WHAT THE TASK ASKS :: Pull out every line of the data below that contains the string "grey". Case counts.

ROWS ::
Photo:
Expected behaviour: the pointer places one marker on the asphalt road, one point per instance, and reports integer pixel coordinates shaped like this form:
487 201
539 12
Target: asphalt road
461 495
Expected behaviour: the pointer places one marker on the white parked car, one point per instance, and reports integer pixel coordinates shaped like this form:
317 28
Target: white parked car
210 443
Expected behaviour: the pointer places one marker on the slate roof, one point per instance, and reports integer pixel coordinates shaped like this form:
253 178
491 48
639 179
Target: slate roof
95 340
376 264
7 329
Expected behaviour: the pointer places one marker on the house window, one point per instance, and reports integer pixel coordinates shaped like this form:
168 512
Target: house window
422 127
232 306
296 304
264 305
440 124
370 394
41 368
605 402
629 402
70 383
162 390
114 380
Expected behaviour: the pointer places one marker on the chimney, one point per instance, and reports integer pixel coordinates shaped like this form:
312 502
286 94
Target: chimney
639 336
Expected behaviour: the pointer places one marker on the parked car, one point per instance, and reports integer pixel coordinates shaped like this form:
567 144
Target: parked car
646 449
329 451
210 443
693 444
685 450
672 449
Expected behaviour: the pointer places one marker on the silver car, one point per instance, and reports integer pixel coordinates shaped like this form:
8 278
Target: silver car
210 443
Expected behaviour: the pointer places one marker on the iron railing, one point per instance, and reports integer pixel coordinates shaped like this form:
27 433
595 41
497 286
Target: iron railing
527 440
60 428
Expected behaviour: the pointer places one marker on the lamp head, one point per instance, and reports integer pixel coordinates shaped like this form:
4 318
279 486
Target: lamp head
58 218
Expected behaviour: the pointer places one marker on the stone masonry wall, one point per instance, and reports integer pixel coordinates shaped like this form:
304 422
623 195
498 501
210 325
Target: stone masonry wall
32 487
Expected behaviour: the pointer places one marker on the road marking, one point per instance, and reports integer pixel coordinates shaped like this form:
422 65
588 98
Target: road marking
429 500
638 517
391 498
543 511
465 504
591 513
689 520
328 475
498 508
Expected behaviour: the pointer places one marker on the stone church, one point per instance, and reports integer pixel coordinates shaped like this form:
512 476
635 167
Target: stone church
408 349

...

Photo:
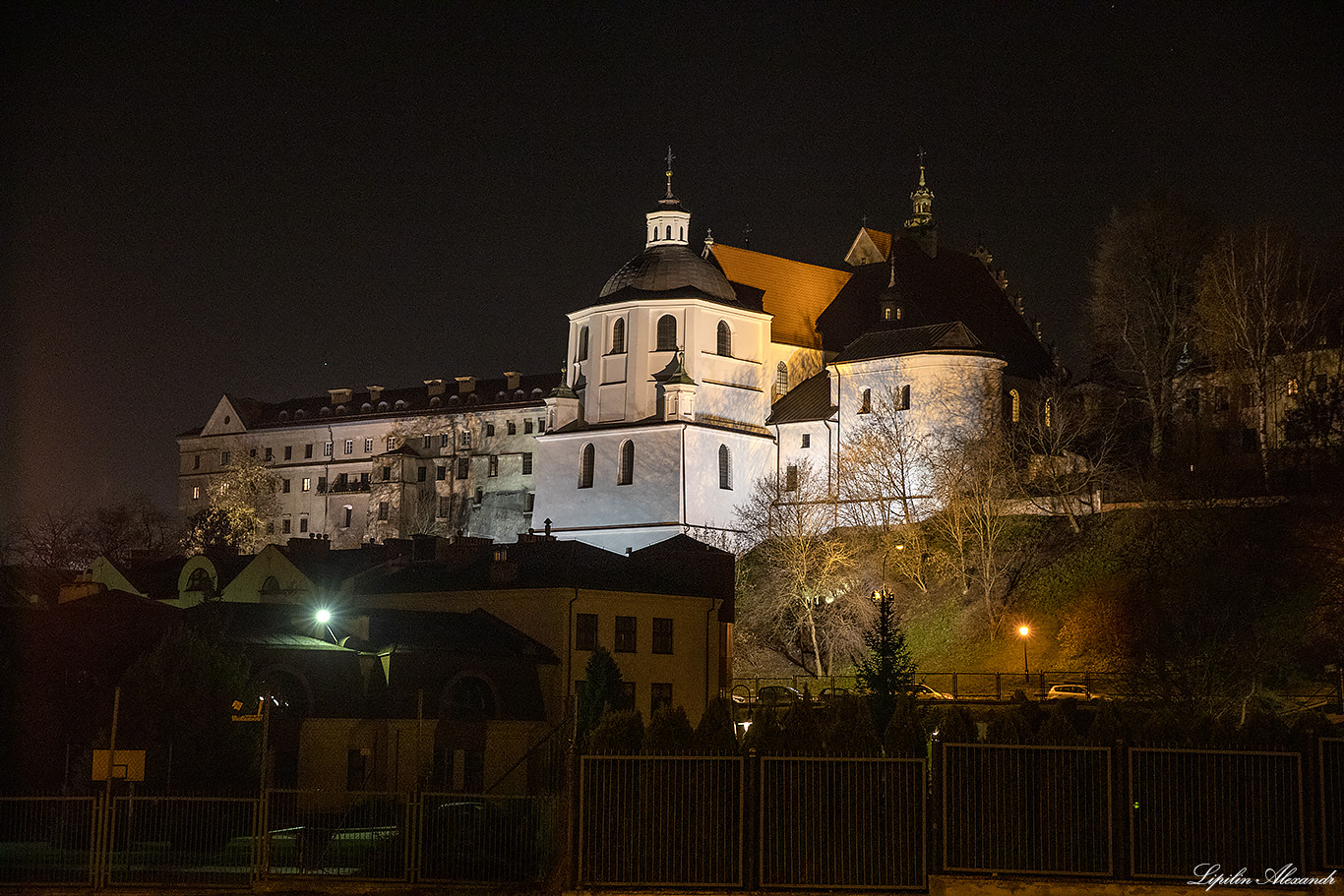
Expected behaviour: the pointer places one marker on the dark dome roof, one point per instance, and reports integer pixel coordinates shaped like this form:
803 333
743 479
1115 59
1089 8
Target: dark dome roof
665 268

==

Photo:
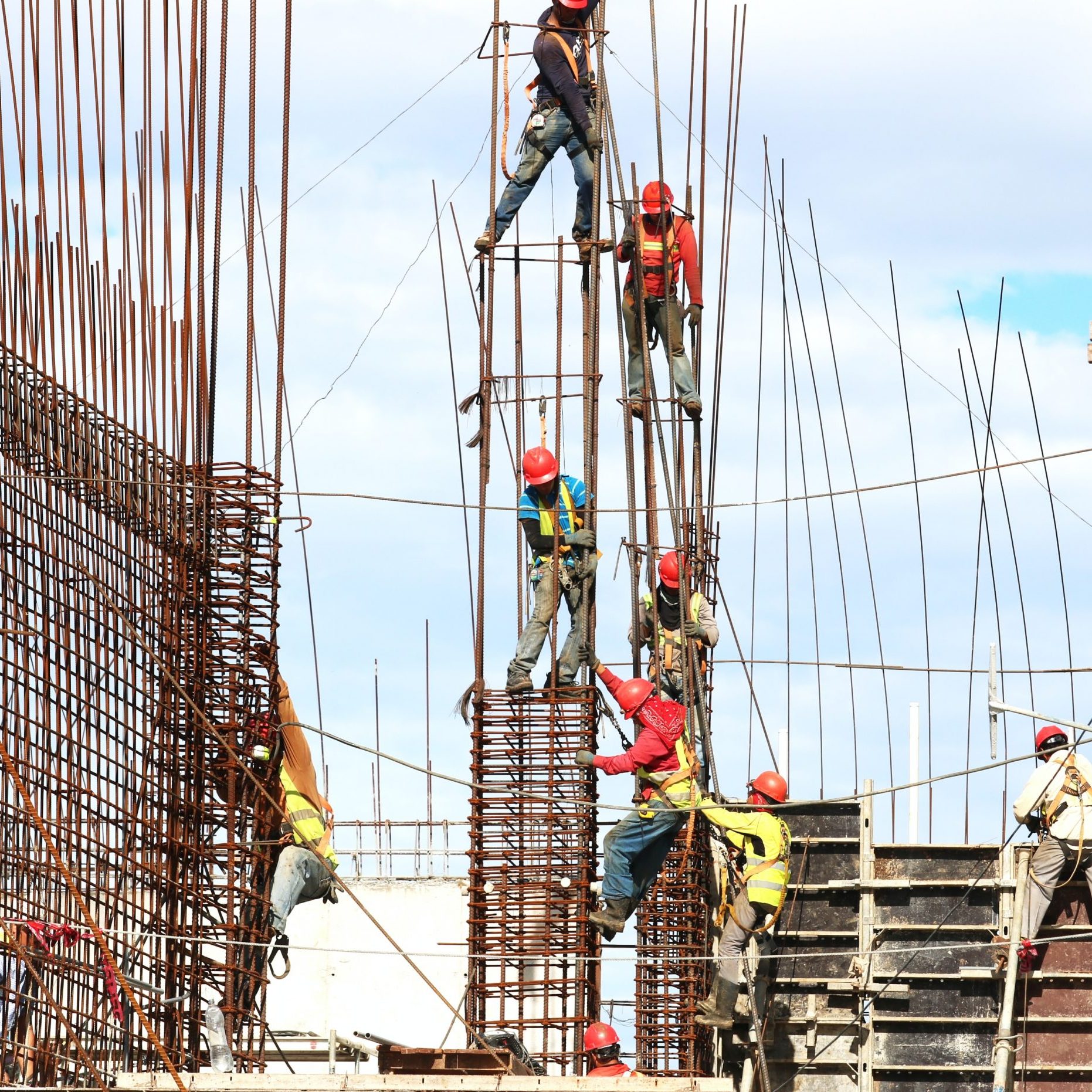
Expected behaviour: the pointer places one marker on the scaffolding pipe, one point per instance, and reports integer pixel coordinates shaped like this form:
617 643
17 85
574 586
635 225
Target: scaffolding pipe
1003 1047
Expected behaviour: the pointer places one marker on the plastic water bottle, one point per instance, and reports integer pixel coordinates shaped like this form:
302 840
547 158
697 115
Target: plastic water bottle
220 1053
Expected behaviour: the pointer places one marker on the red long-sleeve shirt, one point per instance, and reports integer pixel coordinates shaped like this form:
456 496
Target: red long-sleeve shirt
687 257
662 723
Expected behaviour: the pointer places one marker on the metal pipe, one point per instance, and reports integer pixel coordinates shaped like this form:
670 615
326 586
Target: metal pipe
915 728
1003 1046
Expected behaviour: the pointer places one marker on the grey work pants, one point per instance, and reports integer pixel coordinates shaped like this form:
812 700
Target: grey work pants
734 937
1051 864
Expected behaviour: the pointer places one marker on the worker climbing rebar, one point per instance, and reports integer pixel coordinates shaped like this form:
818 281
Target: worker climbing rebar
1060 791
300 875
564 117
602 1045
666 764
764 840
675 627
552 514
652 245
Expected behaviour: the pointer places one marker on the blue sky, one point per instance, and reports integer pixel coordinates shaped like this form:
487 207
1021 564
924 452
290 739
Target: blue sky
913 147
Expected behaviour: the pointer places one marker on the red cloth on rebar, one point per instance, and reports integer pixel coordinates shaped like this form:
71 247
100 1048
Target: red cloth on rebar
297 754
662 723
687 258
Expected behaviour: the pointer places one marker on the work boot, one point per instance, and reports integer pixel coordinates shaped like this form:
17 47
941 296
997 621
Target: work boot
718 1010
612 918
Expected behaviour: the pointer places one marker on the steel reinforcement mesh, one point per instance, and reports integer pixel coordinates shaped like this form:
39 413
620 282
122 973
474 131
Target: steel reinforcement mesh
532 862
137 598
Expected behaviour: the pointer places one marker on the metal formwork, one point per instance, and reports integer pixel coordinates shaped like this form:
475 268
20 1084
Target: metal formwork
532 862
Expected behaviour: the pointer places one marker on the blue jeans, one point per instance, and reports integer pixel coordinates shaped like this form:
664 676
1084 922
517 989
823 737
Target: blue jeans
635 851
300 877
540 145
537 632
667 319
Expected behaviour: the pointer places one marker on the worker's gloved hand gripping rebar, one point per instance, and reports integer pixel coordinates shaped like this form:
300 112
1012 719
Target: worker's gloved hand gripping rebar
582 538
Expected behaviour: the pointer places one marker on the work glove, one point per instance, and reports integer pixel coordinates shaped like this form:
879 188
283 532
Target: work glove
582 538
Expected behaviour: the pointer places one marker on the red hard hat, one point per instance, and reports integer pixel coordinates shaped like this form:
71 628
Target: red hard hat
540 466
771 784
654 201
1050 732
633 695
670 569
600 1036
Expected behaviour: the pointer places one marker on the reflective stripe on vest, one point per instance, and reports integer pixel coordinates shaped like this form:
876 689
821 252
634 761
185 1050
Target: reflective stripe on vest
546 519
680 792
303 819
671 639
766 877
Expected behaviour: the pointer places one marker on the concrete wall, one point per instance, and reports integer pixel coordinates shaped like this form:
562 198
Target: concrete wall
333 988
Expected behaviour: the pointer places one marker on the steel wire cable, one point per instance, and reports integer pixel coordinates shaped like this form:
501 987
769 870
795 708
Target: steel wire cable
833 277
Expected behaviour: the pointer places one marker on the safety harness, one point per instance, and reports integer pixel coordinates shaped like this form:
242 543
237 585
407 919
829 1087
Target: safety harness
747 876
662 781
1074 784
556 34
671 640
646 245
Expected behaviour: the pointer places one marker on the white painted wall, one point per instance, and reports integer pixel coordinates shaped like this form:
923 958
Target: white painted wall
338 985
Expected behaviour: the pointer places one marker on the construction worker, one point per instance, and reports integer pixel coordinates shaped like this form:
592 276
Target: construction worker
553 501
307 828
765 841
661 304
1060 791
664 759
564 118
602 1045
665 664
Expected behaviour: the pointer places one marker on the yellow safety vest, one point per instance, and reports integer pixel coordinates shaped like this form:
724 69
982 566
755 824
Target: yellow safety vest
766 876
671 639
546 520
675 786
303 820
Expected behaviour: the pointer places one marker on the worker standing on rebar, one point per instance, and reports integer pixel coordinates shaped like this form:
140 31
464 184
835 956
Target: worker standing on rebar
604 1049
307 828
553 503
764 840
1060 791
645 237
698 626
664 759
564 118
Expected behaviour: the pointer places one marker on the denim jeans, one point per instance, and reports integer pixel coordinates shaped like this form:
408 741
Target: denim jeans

COMPLETE ANSWER ::
Expected behaviour: the pointer places one marker on the grey work pants, one point per instance, and reports integer pixel coordinates shaped like this form:
Target: grey work pants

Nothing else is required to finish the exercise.